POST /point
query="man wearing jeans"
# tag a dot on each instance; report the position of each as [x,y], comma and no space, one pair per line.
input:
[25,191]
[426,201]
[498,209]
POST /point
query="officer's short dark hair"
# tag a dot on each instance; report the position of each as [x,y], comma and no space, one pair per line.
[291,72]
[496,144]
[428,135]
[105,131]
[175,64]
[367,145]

...

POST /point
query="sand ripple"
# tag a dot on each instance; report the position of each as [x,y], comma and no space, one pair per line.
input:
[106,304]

• _YOUR TASK_
Pick out every line in the items above that contains the word "query" with the same capitalization, and copy each of those lines.

• _EXERCISE ANSWER_
query="man wearing jeans"
query="officer's short dark hair"
query="sand ripple"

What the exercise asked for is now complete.